Dataset entries:
◆ ◆ ◆
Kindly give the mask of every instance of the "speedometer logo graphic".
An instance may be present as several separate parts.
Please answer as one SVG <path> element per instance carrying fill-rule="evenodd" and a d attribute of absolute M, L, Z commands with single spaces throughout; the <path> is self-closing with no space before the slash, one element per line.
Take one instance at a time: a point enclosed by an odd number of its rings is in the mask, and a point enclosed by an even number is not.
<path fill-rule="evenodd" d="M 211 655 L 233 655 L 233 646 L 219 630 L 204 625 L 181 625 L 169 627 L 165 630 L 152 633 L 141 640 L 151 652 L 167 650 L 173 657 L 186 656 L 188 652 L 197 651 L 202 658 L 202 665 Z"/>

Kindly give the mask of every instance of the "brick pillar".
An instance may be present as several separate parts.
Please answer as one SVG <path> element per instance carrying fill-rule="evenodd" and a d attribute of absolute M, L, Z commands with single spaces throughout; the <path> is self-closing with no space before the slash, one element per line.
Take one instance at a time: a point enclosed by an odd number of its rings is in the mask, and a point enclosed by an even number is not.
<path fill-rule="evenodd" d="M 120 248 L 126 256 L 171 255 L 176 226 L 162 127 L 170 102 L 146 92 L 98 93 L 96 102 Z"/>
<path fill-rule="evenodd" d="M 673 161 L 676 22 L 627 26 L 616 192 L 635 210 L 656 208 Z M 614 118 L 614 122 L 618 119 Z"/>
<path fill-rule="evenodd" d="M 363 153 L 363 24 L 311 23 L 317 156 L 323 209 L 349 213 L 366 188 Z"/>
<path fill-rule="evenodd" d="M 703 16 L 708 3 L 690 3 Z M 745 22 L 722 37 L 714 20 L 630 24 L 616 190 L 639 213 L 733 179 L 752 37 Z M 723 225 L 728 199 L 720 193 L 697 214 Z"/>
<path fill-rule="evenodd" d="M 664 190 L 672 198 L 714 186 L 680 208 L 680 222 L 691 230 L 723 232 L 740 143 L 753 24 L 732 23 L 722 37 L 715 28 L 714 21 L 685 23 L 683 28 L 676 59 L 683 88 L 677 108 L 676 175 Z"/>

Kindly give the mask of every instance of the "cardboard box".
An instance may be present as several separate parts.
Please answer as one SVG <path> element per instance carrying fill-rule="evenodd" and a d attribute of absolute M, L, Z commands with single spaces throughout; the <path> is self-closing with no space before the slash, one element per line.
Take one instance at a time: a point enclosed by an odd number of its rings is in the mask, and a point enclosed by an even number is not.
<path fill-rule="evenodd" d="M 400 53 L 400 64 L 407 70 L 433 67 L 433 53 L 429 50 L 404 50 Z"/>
◆ ◆ ◆
• [What is required] All the lines above should appear again in the answer, exactly as written.

• [Exercise solution]
Kindly give the mask of every instance of the "speedometer logo graphic".
An instance may be present as several separate parts.
Please answer as one SVG <path> element per instance carrying fill-rule="evenodd" and a d attribute of absolute M, L, Z commands with single spaces throughout; the <path> is self-closing with no space before the slash, one element per line.
Take one instance at a time: a point enclosed by an odd number of its rings is in the mask, and a point enclosed by an even number is not.
<path fill-rule="evenodd" d="M 211 655 L 233 655 L 233 646 L 219 630 L 204 625 L 181 625 L 169 627 L 165 630 L 152 633 L 141 640 L 151 652 L 167 650 L 173 657 L 186 656 L 188 652 L 197 651 L 202 658 L 202 665 Z"/>

Kindly give the mask of every instance of the "brick pillar".
An instance may be present as several separate parts.
Please answer as one SVG <path> element per instance carrying fill-rule="evenodd" and a d attribute of absolute M, L, Z commands with single spaces throughout; the <path> is self-closing with no space before the slash, one element per line.
Take one instance at a time: a point enclosed by an odd number of its rings is in the mask, and a point enclosed by an even number is not.
<path fill-rule="evenodd" d="M 120 248 L 126 256 L 171 255 L 176 226 L 162 127 L 170 102 L 146 92 L 98 93 L 96 102 Z"/>
<path fill-rule="evenodd" d="M 673 161 L 676 22 L 627 26 L 616 192 L 635 210 L 656 208 Z M 614 118 L 614 122 L 618 119 Z"/>
<path fill-rule="evenodd" d="M 363 153 L 363 24 L 311 23 L 317 156 L 323 209 L 349 213 L 366 188 Z"/>
<path fill-rule="evenodd" d="M 703 16 L 708 3 L 690 3 Z M 745 22 L 722 37 L 714 20 L 630 24 L 616 190 L 639 213 L 733 179 L 752 37 Z M 723 225 L 728 199 L 720 193 L 697 214 Z"/>
<path fill-rule="evenodd" d="M 664 190 L 672 198 L 714 186 L 680 208 L 680 222 L 691 230 L 723 232 L 740 143 L 753 24 L 732 23 L 722 37 L 715 28 L 714 21 L 685 23 L 683 28 L 676 59 L 683 88 L 677 108 L 676 175 Z"/>

Kindly give the mask of every instance of the "cardboard box".
An instance may be present as several separate parts.
Please answer as one SVG <path> element per instance carrying fill-rule="evenodd" and a d attribute of absolute M, L, Z commands with single spaces throughout; the <path> is self-closing with no space before the slash, one element per line.
Take one instance at a time: a point enclosed by an odd number of its rings is in the mask, and a point enclosed by an even number is not.
<path fill-rule="evenodd" d="M 400 53 L 400 64 L 407 70 L 433 67 L 433 53 L 429 50 L 404 50 Z"/>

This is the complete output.